__The problem__.
Read through the entries below and copy each line where "sneaker" turns up.

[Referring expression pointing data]
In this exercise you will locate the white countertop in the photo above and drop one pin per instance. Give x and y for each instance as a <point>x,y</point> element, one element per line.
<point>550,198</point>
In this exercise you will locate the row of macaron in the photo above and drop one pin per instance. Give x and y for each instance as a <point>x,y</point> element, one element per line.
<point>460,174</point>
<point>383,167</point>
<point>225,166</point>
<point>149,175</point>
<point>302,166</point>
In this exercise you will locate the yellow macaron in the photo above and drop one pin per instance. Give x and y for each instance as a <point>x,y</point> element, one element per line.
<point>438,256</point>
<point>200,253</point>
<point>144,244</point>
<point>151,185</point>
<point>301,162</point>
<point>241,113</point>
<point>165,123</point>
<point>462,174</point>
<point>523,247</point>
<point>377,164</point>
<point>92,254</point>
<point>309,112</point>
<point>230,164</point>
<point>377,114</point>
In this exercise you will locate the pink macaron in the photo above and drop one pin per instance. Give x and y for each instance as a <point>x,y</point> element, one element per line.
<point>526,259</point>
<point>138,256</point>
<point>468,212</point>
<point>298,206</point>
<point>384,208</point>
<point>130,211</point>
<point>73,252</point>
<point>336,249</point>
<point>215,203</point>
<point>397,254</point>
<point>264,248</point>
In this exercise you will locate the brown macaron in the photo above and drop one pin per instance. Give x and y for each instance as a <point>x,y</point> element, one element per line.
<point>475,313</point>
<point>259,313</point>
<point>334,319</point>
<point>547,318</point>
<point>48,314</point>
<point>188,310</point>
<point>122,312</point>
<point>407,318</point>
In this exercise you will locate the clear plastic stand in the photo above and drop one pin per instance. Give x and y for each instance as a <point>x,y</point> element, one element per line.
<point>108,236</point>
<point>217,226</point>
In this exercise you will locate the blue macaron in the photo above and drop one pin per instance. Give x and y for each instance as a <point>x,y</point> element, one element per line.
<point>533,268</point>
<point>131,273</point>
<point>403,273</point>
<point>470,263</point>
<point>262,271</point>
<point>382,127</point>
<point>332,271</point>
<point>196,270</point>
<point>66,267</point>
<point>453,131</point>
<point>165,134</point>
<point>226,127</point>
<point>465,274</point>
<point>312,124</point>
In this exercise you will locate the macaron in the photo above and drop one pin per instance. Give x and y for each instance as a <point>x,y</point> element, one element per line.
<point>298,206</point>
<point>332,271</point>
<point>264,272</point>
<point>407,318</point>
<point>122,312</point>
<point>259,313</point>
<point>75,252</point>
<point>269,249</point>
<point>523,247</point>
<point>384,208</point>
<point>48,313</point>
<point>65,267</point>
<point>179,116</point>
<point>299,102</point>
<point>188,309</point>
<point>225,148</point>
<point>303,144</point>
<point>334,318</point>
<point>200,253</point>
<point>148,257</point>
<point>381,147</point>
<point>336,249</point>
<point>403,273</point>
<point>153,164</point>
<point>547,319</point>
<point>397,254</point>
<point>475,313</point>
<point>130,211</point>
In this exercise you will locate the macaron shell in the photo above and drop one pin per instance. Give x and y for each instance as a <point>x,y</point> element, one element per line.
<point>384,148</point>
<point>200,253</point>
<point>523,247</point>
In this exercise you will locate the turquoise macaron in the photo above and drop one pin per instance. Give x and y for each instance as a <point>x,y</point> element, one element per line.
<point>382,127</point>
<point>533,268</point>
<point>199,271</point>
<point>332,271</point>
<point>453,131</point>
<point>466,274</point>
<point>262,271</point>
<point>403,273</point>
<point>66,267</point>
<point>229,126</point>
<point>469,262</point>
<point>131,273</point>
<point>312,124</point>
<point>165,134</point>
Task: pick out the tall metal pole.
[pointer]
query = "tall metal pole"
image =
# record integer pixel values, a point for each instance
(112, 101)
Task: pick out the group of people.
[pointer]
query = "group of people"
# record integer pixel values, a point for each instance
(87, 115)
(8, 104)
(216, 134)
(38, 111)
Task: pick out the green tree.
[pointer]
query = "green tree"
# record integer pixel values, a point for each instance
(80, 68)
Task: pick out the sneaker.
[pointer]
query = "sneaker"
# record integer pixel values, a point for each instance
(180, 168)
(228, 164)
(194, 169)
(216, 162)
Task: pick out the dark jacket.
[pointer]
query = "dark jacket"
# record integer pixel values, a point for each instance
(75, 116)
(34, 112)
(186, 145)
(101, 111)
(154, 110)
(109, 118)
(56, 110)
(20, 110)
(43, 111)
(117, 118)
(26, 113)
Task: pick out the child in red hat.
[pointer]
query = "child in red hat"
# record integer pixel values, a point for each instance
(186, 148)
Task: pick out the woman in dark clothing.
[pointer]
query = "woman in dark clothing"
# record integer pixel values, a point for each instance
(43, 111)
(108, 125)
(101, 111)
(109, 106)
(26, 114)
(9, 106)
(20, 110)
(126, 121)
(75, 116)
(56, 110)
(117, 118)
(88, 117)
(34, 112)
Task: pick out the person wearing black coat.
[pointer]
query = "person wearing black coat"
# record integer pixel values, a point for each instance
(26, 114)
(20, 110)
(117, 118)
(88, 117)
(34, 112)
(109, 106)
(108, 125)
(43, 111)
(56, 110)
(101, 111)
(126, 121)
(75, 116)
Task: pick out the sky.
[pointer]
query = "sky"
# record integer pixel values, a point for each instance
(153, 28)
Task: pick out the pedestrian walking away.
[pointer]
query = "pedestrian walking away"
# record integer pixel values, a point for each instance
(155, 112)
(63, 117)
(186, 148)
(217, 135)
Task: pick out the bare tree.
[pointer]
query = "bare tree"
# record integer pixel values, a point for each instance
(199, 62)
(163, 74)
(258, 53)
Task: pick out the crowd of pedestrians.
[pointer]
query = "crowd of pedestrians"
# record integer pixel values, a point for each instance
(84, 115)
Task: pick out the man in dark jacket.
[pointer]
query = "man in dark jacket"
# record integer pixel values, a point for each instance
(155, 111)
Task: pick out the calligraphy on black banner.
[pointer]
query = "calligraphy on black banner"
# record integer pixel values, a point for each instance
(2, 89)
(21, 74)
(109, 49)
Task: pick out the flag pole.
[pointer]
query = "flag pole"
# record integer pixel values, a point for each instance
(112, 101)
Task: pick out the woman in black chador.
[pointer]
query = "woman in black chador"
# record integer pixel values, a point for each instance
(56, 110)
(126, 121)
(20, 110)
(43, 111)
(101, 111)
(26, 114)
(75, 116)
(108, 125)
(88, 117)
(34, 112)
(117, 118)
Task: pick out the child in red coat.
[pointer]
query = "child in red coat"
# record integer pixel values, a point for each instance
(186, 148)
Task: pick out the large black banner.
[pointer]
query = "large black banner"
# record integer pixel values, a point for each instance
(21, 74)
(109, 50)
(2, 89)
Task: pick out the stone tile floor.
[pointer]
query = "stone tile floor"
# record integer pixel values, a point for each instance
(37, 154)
...
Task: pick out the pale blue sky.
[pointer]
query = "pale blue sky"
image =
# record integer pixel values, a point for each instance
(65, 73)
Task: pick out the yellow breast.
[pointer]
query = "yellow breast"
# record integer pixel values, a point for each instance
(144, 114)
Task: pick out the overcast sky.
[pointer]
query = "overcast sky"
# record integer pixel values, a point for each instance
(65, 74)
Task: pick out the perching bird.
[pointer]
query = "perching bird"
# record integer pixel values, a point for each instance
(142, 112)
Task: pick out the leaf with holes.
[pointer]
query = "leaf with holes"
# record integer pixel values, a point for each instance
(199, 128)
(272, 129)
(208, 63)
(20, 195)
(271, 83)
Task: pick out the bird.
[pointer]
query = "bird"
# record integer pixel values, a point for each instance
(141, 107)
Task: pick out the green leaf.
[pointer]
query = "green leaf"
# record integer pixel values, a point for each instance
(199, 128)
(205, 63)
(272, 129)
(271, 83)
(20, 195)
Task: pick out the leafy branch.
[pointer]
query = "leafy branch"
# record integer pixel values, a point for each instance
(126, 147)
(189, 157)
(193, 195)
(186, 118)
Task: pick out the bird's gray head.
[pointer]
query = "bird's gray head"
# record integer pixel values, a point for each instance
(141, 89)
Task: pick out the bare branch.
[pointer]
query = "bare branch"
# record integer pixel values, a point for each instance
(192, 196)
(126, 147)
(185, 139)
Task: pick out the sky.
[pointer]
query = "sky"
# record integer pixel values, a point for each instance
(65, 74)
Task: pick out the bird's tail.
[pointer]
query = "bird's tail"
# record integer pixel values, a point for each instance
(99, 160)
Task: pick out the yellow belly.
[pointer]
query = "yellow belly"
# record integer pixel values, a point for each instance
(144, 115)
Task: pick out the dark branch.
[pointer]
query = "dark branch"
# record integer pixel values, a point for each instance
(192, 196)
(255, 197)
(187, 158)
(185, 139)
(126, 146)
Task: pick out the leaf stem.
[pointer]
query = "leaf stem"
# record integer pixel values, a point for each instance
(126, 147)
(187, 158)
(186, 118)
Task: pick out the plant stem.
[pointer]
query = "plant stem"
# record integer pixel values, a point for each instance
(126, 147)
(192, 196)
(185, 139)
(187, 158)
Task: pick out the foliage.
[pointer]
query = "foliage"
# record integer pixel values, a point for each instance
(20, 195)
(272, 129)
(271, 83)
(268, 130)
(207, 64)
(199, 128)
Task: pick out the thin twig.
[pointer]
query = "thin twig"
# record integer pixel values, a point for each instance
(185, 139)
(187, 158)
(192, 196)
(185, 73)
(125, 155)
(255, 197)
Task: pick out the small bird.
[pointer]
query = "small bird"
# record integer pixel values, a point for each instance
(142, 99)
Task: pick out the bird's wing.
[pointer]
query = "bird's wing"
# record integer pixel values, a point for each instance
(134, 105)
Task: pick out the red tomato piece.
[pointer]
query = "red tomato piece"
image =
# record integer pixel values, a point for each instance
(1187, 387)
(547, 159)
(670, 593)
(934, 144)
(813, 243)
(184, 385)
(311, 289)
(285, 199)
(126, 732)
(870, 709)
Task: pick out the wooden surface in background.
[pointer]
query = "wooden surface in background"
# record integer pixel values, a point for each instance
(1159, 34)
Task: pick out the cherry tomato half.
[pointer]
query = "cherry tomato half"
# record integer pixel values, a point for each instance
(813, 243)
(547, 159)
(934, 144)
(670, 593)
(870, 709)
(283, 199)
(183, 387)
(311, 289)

__Exercise output__.
Task: pick out the sneaker.
query = "sneaker"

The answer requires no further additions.